*** Entries provided Section Begins ***
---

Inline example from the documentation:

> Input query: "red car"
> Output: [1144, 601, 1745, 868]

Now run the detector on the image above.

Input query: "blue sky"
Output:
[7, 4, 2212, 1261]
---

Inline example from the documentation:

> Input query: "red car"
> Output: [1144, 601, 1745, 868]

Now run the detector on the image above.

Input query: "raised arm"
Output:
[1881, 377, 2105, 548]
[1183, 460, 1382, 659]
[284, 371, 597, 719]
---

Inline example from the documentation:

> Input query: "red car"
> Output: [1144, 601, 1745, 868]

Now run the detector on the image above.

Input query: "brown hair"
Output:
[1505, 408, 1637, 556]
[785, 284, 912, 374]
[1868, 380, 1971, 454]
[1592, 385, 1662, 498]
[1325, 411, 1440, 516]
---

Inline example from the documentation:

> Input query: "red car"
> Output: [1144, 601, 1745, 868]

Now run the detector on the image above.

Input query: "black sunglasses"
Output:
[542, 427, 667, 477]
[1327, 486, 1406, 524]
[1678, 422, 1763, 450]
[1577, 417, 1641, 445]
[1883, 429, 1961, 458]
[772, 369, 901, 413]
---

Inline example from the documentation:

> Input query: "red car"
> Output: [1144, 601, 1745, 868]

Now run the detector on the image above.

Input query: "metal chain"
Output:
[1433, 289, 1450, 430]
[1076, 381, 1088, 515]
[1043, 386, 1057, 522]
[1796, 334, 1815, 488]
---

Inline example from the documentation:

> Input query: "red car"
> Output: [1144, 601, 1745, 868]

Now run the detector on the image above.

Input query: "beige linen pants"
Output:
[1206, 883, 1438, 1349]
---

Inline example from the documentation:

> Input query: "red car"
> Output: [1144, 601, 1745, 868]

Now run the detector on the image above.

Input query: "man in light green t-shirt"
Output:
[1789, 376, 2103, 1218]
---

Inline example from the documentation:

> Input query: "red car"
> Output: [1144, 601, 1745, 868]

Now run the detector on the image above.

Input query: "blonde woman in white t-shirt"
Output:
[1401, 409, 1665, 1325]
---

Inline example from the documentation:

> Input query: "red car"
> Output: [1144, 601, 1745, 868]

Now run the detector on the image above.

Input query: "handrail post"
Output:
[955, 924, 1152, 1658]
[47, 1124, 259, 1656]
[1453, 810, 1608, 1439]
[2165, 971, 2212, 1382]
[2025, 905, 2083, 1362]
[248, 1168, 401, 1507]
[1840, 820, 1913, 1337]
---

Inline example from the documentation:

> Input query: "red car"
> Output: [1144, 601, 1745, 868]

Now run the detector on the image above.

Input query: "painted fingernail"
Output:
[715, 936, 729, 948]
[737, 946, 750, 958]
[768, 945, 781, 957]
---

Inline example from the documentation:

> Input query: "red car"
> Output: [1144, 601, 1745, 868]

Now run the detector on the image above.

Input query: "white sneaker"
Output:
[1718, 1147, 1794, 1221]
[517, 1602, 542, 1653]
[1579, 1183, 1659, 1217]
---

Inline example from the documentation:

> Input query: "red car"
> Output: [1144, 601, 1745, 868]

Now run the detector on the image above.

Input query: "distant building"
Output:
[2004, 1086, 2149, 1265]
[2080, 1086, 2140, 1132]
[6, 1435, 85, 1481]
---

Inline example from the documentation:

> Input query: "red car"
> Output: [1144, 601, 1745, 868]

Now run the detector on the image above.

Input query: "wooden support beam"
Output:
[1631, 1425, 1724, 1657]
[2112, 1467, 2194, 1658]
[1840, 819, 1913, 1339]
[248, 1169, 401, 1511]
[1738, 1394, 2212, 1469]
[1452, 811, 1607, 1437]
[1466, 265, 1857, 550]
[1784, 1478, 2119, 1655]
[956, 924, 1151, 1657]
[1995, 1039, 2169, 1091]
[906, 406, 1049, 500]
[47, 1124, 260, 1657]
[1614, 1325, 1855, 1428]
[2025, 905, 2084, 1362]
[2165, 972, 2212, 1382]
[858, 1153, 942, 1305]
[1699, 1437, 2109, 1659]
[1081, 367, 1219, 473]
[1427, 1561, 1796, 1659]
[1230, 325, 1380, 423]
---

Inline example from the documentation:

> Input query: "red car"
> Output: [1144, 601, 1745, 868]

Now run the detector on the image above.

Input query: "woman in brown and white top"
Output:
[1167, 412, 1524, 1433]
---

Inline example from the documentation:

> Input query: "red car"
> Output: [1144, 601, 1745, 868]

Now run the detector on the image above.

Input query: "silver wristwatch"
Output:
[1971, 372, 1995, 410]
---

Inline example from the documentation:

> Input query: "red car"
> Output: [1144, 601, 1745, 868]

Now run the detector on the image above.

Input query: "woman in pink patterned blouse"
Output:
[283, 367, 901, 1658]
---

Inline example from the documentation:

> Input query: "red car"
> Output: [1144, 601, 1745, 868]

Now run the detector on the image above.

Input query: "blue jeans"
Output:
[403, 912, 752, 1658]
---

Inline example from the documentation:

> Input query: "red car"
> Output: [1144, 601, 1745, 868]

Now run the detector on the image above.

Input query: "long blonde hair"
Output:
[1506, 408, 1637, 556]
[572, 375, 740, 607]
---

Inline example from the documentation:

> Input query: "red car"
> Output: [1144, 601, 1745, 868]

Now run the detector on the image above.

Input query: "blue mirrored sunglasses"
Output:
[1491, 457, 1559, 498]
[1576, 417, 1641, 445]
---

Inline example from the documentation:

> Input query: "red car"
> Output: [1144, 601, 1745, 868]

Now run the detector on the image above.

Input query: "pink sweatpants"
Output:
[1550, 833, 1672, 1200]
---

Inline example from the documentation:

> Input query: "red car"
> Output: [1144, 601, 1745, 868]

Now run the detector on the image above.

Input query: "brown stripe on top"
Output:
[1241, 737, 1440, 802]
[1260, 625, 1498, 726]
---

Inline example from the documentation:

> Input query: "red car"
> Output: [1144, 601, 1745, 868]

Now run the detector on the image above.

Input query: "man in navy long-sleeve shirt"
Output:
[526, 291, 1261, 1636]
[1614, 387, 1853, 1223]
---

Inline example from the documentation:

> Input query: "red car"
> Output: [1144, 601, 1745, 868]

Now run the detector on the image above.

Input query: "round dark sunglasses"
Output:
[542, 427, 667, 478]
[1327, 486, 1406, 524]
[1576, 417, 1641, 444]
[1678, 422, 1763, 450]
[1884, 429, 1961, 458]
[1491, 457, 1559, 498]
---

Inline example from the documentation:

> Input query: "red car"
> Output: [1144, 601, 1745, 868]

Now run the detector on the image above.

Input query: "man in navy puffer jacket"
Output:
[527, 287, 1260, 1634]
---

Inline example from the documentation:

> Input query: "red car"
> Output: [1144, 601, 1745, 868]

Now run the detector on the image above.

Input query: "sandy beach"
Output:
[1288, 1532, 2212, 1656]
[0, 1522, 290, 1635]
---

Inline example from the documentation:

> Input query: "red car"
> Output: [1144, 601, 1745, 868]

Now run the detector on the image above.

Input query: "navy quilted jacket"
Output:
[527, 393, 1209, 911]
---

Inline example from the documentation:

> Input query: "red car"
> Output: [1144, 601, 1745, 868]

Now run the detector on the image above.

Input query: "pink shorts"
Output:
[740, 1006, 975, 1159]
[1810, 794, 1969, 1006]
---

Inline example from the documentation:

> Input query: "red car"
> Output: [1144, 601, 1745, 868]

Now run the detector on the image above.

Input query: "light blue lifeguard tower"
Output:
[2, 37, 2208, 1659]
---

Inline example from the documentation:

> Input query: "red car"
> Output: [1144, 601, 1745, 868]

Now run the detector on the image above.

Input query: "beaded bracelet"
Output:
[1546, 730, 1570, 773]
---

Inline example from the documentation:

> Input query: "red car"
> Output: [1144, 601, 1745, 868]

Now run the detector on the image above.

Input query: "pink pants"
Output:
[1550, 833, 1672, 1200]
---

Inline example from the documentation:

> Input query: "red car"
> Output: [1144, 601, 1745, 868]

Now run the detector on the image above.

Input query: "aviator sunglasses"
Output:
*** Entries provided Section Ends ***
Task item | Read the data above and pull out each line that holds the string "blue".

Written response |
Input query: "blue sky"
Input query: "blue jeans"
Input query: "blue mirrored sunglasses"
Input query: "light blue lifeguard tower"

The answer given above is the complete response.